LIST OF TASKS:
1. In the pull request description, what does CacheLookup currently rely on to find a cached plan?
2. Using the pull request description, explain why the incoming plan in its example cannot use the cached InMemoryRelation.
3. Continue the pull request description about CacheLookup from the point where it stops.

TEXT SECTION:
* * *

[PR] SPARK-47609. Making CacheLookup more optimal to minimize cache miss [spark]

via GitHub Wed, 11 Dec 2024 11:32:41 -0800


ahshahid opened a new pull request, #49150:
URL: https://github.com/apache/spark/pull/49150


   ### What changes were proposed in this pull request?
   Currently the  CacheLookup relies on the fragment ( sub plan of incoming 
query)  matching exactly the analyzed Logical Plan in CacheManager for which 
InMemoryRelation exists.
   This limits efficiency of the lookup.. for eg  
   consider a simple case
   we have an InMemoryRelation available for a plan as
   
    Project(a, b, c, d)                                                ->  
Cached IMR
         |
   Project( x as a, b,  b+a as c, b - c as d) 
   
   and the incoming plan is say
     Project( a, b, c)
     |
   Project( x as a, b,  b+a as c, b - c as d) 
   
   Currently the incoming look up will not be able to use Cached IMR, as top 
level Projects do not match.

* * *

AVAILABLE DATA:

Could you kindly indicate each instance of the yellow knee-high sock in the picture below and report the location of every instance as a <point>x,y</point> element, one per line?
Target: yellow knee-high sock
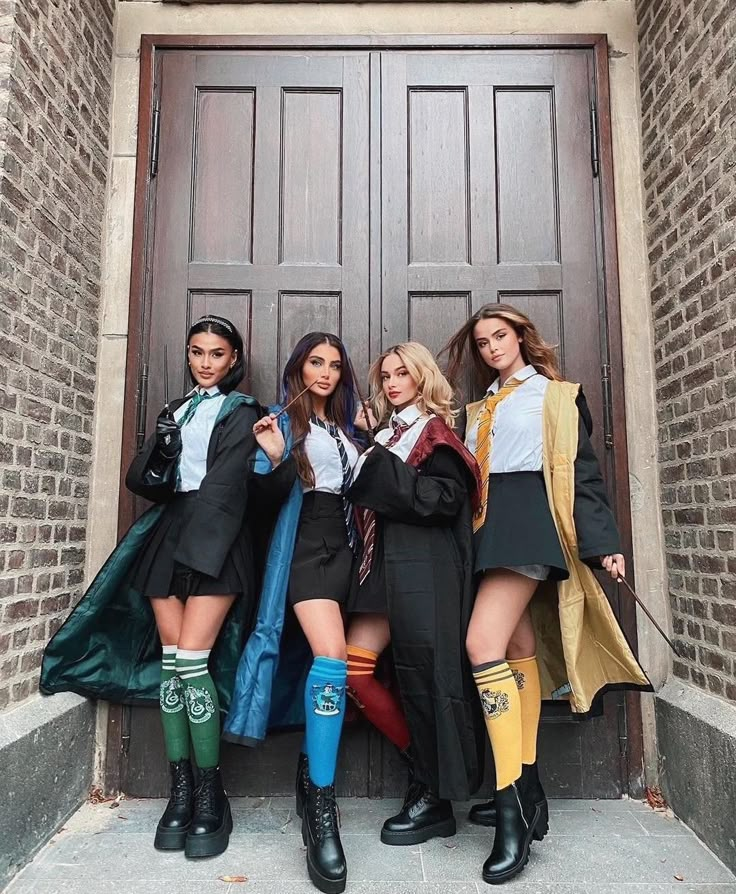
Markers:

* * *

EXERCISE RESULTS:
1. It relies on the fragment (sub plan of the incoming query) exactly matching the analyzed logical plan in CacheManager for which an InMemoryRelation exists.

2. CacheLookup only finds a cached plan when the query fragment exactly matches the analyzed logical plan stored in CacheManager. In the example, the incoming plan's top-level Project(a, b, c) does not match the cached plan's top-level Project(a, b, c, d), even though the Project beneath them is the same. So the lookup misses the Cached IMR.

3.
   But it is possible to use the IMR by putting a projection of   (a, b c)
   i.e Project( a, b, c)
            |
       Cached IMR
   
   Below describes how more complex plans can use cache IMR , with filters 
present in between Projects.
   **The main idea is : for each incoming fragment of incoming subplan, check 
if there is an exact match plan in the cache data. ( this is the current code). 
 If matches use that, else  look for a partial match ** 
   
   ** A partial match, among other requirements, also mandates that 
incoming_plan.child  is canonically same as cachePlan.child **
   
   It can be argued that why only 1  level depth equality is needed, as it is 
possible that the cache plan is usable even if the child do not match, but 
grand child match.
   
    i.e incoming_plan.child.child == cachePlan.child .child
   and in that sense the argument can be extended to the leaf..
   
   So we limit to 1 child level check for partial match for following reasons:
   1) Reduce the complexity 
   2) Keep lookup time in reasonable limit
   3) Hopefully the next PR in line 
[PR-SPARK-45959](https://github.com/apache/spark/pull/43854), which aggresively 
collapses two adjacents Projects or 2 Projects interspersed with Filters, into 
a single project in analyzer phase, if possible, means that in most cases, the 
child match would be good enough for partial match requirement..
   
   
   
   Case 1: using InMemoryRelation in a plan having 2 consecutive Projects.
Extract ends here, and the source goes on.